- [Exercise] Give again only those lines from the start of the entries through the line holding "In this exercise you will annotate the bare", leaving them as they are.
++++ Dataset extract
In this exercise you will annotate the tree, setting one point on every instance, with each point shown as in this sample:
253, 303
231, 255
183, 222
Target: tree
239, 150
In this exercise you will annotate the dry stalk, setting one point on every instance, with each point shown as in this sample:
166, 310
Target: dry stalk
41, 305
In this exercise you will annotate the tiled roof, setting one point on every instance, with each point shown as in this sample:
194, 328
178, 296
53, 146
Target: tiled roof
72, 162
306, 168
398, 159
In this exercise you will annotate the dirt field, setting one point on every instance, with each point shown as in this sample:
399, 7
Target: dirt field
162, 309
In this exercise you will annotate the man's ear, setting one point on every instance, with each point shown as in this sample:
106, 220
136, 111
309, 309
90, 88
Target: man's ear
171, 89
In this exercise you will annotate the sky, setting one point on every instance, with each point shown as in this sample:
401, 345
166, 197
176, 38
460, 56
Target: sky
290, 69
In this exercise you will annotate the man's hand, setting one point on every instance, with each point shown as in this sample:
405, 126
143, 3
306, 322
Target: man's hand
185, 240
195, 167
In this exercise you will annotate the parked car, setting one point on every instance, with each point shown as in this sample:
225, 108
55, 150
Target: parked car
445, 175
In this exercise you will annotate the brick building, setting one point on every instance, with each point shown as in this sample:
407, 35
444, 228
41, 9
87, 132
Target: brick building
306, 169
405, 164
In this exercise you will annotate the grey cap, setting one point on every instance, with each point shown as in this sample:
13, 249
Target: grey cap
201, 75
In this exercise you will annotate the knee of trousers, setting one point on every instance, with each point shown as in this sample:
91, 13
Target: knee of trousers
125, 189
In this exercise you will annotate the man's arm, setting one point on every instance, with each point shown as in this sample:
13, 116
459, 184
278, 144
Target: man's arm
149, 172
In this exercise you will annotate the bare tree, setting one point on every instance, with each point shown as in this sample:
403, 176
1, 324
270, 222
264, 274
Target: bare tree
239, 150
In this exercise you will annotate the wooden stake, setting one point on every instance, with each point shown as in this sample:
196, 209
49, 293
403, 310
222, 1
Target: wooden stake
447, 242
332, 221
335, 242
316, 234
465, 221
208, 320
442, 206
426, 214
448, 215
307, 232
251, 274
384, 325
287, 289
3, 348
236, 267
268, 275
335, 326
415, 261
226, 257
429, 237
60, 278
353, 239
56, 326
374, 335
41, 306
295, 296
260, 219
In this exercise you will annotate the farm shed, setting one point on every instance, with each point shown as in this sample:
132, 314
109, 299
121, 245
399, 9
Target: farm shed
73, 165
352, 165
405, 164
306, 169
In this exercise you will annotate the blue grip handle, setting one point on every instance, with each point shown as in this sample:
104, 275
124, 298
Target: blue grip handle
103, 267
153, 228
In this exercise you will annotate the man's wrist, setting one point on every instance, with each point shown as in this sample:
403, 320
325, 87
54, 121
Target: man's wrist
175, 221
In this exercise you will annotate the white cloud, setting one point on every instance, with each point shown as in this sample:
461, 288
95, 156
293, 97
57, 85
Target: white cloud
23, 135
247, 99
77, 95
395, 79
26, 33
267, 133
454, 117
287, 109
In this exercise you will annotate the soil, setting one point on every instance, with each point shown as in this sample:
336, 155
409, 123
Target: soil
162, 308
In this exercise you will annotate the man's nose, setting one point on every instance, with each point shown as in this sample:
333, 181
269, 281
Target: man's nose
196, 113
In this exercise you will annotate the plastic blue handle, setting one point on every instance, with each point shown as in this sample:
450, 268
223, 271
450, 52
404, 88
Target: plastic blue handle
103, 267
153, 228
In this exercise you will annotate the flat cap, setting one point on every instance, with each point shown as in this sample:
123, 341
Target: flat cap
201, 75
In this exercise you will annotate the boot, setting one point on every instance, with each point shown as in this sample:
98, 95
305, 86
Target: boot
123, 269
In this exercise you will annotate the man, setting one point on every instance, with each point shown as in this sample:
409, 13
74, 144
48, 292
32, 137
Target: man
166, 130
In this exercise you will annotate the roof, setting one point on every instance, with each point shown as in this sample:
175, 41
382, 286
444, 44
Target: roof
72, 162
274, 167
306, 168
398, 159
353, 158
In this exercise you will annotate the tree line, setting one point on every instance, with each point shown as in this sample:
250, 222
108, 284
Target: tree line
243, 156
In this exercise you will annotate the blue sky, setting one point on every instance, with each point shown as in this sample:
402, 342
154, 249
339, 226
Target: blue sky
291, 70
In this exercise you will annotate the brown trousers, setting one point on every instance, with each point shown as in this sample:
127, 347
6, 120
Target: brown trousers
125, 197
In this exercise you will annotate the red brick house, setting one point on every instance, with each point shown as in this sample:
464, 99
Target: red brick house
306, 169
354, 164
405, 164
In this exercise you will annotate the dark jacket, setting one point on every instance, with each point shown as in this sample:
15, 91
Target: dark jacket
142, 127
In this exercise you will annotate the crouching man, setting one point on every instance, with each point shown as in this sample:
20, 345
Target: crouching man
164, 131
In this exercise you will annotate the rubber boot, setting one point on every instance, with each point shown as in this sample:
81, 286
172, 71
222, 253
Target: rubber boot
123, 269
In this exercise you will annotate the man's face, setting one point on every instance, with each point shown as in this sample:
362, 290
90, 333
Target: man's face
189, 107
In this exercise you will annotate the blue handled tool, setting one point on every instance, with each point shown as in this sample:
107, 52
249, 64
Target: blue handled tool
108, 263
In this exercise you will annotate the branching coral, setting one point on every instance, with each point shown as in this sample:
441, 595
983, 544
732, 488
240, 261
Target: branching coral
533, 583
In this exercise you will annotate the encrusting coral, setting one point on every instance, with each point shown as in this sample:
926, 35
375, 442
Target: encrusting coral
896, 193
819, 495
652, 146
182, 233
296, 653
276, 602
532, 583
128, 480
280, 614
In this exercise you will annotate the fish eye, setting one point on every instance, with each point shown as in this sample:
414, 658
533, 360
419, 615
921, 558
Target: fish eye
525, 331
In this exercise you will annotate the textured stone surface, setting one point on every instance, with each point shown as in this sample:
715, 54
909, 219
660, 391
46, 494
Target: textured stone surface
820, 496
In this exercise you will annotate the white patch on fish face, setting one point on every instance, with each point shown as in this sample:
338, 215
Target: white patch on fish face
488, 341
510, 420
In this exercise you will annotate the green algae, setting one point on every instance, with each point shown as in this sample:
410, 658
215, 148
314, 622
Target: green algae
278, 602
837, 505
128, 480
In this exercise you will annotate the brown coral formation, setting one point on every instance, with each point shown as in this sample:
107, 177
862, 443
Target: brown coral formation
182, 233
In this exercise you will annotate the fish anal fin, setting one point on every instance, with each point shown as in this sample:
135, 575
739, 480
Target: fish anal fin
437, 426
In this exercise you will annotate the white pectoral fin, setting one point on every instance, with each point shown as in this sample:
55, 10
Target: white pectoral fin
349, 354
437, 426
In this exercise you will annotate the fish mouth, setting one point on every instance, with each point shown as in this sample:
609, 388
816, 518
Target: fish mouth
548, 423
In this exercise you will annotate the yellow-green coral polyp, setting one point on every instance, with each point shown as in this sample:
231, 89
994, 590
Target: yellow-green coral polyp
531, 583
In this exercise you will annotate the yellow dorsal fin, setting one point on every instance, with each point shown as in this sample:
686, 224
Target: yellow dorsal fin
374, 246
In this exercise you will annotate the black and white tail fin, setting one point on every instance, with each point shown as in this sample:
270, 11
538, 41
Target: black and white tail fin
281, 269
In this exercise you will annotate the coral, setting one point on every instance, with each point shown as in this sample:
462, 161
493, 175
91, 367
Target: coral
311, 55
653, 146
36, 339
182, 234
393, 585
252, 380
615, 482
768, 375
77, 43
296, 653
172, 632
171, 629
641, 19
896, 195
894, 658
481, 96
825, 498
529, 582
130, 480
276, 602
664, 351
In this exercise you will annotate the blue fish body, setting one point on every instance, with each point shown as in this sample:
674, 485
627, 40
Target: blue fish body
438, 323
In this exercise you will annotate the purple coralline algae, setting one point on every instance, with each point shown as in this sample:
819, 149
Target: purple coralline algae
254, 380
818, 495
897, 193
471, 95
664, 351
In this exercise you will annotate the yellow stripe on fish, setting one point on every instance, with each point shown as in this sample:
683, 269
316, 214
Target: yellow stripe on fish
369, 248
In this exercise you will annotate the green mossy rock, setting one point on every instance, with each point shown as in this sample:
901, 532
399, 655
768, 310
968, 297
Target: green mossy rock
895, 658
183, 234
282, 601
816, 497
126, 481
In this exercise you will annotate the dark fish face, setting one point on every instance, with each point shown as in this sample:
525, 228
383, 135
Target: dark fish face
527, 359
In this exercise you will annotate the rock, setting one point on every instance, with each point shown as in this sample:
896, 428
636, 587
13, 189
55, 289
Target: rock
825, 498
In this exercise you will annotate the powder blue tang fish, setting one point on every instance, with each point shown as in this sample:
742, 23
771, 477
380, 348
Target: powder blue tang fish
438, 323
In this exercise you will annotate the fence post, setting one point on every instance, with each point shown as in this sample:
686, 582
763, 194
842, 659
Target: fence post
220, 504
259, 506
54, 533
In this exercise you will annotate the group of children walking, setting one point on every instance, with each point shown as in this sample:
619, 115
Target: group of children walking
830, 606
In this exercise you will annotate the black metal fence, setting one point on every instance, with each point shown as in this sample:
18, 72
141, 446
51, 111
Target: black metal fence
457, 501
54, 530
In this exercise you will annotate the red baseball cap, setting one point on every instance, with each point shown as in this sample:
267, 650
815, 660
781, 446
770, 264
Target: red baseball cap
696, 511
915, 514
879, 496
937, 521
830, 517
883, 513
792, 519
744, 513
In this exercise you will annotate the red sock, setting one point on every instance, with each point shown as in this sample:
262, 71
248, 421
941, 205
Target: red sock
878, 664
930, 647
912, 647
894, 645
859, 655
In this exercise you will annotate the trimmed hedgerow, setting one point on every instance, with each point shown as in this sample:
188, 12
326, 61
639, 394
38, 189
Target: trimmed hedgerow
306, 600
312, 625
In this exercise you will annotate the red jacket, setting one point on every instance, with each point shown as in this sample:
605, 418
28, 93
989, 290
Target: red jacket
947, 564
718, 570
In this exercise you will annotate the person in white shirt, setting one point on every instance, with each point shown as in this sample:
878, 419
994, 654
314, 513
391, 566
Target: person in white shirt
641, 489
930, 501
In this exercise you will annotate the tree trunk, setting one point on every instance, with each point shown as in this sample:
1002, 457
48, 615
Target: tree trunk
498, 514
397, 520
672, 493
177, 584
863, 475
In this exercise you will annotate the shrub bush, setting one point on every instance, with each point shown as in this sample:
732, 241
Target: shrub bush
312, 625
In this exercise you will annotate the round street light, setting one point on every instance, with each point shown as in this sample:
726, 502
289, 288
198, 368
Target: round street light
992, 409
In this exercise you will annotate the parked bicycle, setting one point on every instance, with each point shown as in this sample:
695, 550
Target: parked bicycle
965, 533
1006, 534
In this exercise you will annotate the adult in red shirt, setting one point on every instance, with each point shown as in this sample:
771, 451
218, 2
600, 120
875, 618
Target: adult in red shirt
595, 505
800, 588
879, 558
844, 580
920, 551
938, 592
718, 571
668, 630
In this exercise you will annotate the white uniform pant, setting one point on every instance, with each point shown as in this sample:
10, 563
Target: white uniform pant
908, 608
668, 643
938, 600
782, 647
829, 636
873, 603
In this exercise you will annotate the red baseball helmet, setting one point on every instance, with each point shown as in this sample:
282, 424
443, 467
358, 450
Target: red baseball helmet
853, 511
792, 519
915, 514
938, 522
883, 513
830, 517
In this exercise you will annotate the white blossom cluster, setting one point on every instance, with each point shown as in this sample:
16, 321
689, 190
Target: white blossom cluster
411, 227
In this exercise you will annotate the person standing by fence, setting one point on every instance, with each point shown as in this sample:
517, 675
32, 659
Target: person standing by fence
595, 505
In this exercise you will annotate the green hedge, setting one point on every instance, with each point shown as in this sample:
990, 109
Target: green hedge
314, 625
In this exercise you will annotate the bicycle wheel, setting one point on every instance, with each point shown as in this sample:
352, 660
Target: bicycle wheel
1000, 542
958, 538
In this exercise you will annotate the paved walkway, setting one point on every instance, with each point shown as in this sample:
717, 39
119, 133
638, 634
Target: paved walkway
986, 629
++++++++
- [Solution to the exercise]
In this exercise you will annotate the tree, setting one point on every instance, with each point shown as in this sample:
253, 303
231, 255
183, 222
Target: tree
239, 150
In this exercise you will annotate the dry stalk, setting one point on every instance, with each point shown as in this sample:
166, 310
Target: dry stalk
41, 305
In this exercise you will annotate the tiled roof, setting one point on every instance, with each point shown as in this sample:
194, 328
178, 296
53, 146
Target: tiled roof
72, 162
306, 168
398, 159
In this exercise you will annotate the dirt field, setting one point on every instance, with each point shown as in this sample:
399, 7
Target: dirt field
162, 309
In this exercise you will annotate the man's ear, setting one point on every instance, with each point shown as in this sample:
106, 220
136, 111
309, 309
90, 88
Target: man's ear
171, 89
In this exercise you will annotate the sky, setting one point on every instance, with each point shown as in this sample:
401, 345
166, 197
176, 38
460, 56
Target: sky
290, 69
In this exercise you will annotate the man's hand, setting one point on every instance, with each point shown as in this sample:
405, 126
143, 3
306, 322
Target: man's hand
185, 240
195, 167
In this exercise you will annotate the parked car, setting one point on every instance, with each point shown as in this sample:
225, 108
55, 150
Target: parked car
445, 175
In this exercise you will annotate the brick building, setting one point on every instance, with each point shown as in this sample:
407, 35
444, 228
41, 9
87, 132
Target: brick building
306, 169
405, 164
In this exercise you will annotate the grey cap, setting one point on every instance, with each point shown as in this sample:
13, 249
Target: grey cap
201, 75
In this exercise you will annotate the knee of trousers, setting one point on every instance, with each point shown as in this sample:
91, 13
Target: knee of trousers
125, 189
In this exercise you will annotate the man's arm, setting one point on every instance, with each point shown as in this sample:
13, 116
459, 184
278, 144
Target: man's arm
149, 172
In this exercise you will annotate the bare tree, setting one point on every instance, with each point shown as in this sample:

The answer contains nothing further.